*What is being asked*.
Please return every line of the records that contains the word "below".

(Dataset records)
• • •
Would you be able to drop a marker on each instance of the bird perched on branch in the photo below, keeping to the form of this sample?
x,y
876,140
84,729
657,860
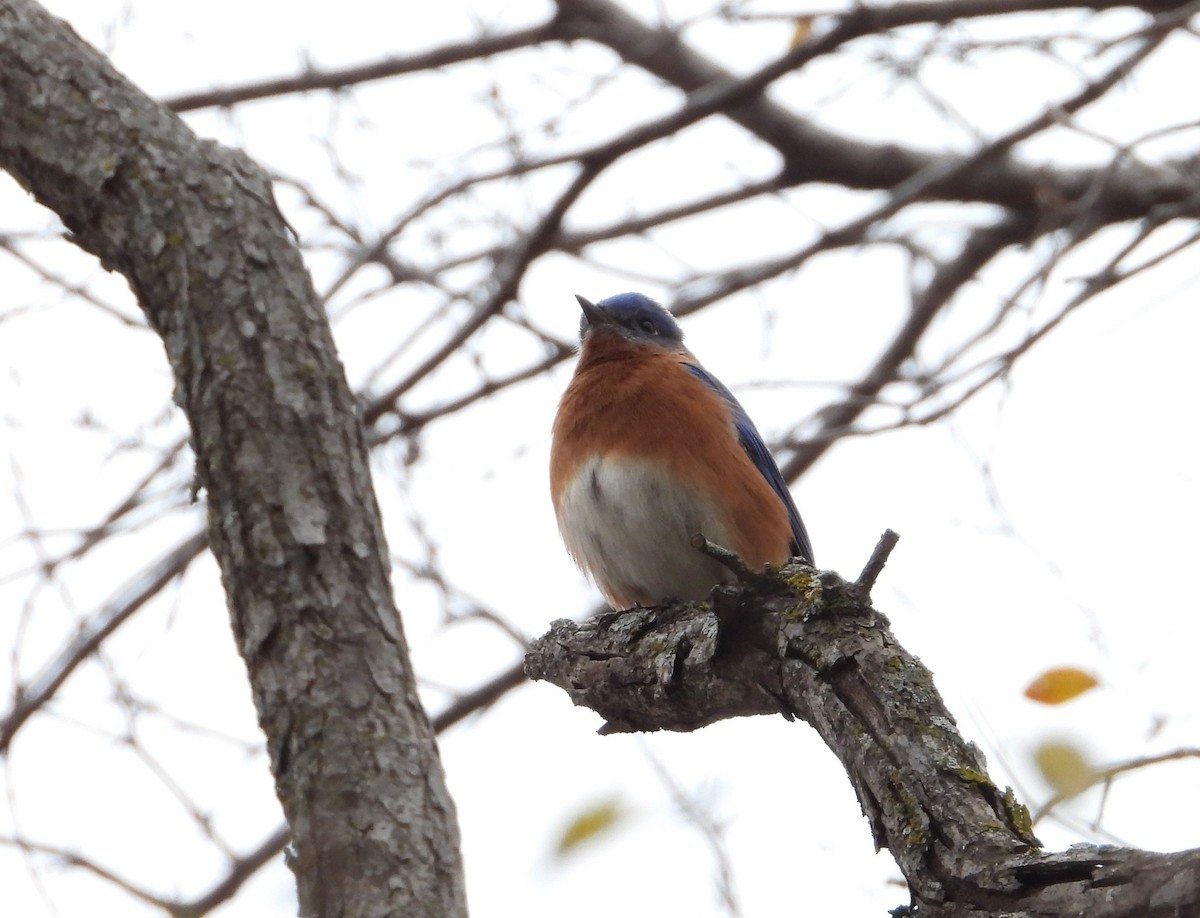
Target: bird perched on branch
x,y
651,450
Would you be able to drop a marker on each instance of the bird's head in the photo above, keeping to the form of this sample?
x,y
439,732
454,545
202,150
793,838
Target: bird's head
x,y
634,317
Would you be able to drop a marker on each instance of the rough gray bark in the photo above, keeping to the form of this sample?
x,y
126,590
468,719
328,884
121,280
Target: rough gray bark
x,y
279,451
808,645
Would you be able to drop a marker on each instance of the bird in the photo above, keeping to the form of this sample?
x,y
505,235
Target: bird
x,y
649,450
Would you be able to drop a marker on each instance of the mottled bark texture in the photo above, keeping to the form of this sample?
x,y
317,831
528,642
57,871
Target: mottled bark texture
x,y
808,645
279,453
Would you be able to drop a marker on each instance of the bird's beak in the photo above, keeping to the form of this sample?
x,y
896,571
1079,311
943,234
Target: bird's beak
x,y
594,315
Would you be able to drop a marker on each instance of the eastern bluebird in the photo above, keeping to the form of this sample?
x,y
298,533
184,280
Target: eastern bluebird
x,y
651,450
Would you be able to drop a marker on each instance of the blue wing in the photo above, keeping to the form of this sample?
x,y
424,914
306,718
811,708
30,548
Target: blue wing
x,y
759,454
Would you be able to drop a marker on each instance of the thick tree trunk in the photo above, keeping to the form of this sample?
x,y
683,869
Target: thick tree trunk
x,y
279,453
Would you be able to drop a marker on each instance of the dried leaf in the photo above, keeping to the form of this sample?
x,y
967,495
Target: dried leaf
x,y
1065,767
589,823
802,33
1054,687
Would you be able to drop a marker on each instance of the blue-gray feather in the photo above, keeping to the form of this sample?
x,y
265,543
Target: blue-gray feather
x,y
751,442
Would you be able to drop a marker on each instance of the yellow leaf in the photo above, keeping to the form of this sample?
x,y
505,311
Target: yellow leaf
x,y
589,823
1054,687
1065,767
802,33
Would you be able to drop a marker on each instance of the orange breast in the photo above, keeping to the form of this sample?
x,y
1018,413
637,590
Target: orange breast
x,y
639,401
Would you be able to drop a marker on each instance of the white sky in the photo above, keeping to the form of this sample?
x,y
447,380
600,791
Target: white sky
x,y
1084,558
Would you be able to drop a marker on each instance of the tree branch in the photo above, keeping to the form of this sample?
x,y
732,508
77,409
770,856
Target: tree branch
x,y
810,645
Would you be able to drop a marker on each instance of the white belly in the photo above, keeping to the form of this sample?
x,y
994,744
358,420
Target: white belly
x,y
630,528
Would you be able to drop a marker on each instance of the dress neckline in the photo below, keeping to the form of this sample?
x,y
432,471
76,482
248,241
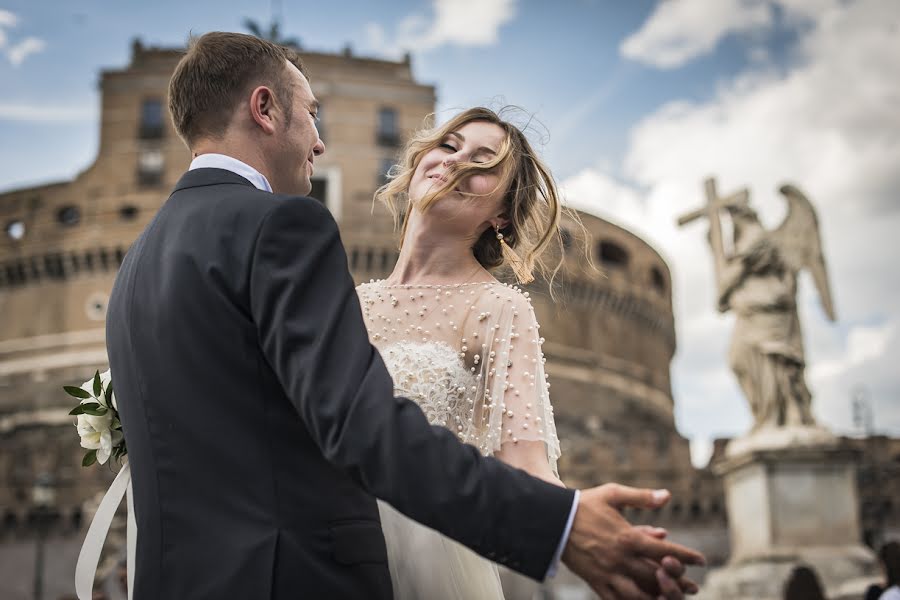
• • •
*Output for this task*.
Would you be able to drop a marker on each instance of the bird perched on branch in the photo below, keeping to the form of this sample?
Would you be able to drop a marker on each instance of the dress neckline in the photo below, keeping to the form of this sample?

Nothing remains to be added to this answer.